▶ **YOUR GOAL**:
Reproduce exactly the lines from the line containing "the blurred background" through the end of the records below, including both ends, and nothing else.

==== DATA SHOWN ====

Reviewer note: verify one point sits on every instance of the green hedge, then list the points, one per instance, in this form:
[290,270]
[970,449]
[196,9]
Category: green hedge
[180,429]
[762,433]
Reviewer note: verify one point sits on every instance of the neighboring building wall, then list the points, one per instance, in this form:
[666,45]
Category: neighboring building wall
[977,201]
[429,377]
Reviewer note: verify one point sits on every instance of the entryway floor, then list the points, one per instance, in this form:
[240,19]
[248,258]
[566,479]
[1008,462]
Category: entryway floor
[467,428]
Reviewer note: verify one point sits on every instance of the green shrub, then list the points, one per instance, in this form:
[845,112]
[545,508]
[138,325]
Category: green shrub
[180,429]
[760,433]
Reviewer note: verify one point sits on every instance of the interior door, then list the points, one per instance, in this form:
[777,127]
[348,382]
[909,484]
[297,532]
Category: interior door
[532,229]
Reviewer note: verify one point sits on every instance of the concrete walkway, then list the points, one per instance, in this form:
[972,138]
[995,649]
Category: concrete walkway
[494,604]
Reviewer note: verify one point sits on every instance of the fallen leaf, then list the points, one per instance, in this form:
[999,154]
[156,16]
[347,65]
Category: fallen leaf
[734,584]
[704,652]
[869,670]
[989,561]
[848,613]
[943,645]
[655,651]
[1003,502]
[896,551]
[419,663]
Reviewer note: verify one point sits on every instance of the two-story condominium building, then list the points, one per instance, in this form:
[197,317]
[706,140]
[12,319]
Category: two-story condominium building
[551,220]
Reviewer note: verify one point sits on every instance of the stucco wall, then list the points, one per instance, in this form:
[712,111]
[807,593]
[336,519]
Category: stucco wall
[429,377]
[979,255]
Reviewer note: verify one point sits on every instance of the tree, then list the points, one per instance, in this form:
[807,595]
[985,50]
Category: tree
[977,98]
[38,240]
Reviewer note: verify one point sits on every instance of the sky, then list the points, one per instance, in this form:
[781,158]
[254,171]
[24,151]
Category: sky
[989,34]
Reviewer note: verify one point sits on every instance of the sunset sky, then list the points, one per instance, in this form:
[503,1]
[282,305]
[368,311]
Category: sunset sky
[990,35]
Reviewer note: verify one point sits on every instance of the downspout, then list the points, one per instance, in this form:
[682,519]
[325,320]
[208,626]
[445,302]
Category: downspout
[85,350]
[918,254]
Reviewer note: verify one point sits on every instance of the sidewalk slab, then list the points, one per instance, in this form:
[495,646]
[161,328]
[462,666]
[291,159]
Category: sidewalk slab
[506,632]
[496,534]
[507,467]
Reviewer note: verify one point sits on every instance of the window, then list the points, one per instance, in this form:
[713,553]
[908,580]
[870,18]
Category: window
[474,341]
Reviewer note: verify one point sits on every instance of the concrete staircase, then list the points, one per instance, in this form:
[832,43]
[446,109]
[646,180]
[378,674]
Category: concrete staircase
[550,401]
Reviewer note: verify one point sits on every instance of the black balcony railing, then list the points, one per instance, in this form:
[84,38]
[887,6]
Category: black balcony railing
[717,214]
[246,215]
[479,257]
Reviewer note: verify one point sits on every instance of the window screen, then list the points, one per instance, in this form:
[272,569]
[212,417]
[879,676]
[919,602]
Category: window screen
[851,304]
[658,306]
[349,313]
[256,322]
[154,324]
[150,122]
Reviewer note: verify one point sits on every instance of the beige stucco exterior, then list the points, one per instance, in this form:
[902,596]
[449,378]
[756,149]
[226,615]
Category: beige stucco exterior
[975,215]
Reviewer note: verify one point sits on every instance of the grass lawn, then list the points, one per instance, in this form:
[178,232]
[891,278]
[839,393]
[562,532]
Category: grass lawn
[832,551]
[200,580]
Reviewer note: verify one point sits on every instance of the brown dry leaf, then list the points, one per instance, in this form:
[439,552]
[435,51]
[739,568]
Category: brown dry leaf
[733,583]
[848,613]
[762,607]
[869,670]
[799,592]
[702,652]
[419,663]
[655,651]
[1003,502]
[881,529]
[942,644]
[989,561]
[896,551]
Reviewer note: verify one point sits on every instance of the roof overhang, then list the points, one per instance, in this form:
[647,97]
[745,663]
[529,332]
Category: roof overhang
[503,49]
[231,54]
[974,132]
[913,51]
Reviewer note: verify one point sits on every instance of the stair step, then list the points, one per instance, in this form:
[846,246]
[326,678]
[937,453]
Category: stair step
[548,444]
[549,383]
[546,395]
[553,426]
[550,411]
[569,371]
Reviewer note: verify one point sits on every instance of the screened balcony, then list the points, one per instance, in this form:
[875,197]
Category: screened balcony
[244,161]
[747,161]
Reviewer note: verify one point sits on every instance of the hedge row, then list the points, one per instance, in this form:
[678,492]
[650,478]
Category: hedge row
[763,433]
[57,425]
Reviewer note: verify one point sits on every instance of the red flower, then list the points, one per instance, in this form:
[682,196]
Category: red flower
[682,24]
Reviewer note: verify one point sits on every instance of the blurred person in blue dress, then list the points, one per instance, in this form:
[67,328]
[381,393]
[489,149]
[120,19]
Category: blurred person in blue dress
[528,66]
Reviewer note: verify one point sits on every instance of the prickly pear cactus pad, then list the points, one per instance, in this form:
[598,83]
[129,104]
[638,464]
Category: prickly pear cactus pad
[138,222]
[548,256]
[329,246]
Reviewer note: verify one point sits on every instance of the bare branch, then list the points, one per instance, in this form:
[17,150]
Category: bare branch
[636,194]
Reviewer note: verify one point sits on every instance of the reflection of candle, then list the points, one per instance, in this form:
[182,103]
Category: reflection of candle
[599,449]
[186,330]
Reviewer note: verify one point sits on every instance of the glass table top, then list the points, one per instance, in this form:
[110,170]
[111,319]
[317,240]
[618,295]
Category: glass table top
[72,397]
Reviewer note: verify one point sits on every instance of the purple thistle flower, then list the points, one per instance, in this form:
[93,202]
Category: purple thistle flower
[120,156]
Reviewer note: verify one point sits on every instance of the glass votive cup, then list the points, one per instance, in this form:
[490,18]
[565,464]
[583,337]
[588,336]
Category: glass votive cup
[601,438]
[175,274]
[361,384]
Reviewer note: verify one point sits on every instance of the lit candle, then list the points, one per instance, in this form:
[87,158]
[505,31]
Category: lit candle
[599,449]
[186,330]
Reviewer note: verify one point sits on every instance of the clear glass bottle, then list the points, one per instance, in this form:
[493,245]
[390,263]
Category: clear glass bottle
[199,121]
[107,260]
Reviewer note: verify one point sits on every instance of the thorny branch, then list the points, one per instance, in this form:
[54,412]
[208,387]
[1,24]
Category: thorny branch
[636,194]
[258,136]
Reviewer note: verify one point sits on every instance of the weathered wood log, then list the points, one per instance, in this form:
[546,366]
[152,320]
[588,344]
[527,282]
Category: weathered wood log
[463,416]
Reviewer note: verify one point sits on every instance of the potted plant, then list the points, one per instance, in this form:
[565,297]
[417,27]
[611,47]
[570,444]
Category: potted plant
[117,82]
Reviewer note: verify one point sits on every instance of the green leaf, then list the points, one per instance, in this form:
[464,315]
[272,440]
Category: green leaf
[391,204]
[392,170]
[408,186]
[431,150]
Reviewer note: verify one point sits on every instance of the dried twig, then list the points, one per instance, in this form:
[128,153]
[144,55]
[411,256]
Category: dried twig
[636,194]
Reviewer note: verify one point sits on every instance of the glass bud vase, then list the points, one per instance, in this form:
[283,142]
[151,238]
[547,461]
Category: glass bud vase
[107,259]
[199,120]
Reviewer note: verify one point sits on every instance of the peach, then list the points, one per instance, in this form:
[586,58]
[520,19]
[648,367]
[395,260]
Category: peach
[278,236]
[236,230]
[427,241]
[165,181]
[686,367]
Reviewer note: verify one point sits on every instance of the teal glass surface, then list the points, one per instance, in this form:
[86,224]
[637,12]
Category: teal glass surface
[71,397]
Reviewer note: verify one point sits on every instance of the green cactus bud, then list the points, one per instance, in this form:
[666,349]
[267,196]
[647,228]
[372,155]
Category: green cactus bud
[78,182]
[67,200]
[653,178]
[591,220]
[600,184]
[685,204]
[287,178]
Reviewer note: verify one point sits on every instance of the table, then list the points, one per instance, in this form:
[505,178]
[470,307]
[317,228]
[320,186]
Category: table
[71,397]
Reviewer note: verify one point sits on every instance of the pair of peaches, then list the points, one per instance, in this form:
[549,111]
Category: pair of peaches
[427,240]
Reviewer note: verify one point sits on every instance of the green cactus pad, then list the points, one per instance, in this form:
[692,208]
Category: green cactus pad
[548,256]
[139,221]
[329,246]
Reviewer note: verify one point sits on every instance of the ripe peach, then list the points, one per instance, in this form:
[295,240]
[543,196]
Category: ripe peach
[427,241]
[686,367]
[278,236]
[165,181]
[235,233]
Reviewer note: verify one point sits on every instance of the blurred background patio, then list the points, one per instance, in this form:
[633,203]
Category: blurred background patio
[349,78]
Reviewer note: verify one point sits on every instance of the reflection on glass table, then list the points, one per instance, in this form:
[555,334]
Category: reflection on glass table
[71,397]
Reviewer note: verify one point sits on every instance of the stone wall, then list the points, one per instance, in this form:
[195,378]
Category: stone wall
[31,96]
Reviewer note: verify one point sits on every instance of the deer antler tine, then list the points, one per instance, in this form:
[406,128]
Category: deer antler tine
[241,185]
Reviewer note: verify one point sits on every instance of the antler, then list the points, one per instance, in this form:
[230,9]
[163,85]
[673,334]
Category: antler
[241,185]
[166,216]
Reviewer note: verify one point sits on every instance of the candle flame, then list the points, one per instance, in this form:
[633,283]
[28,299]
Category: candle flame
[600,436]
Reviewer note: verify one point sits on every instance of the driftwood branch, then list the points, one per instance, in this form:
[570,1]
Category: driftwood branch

====

▶ **EXPECTED ANSWER**:
Reviewer note: verify one point sits on every instance of the blurred background patio, then list the points, one per instance, in this form:
[633,203]
Category: blurred background patio
[349,78]
Reviewer note: verify one point sits on every instance of the reflection on glass table, then list the points, one per instance, in this form:
[555,334]
Category: reflection on glass table
[71,397]
Reviewer note: verify one point sits on every instance of the stone wall, then list the points, one per instance, in this form:
[195,378]
Category: stone wall
[31,96]
Reviewer note: verify one point sits on every instance of the deer antler tine, then list the points, one per instance, in this form:
[406,128]
Category: deer antler tine
[241,185]
Reviewer note: verify one point sits on every instance of the antler, then list the points, one per instance, in this form:
[230,9]
[163,85]
[673,334]
Category: antler
[241,185]
[166,216]
Reviewer note: verify one point sits on every instance of the candle flame, then list the points, one per instance, in this form:
[633,283]
[28,299]
Category: candle flame
[600,436]
Reviewer note: verify one point sits on every instance of the driftwood branch, then list the points, one per instance, in this form:
[570,1]
Category: driftwood branch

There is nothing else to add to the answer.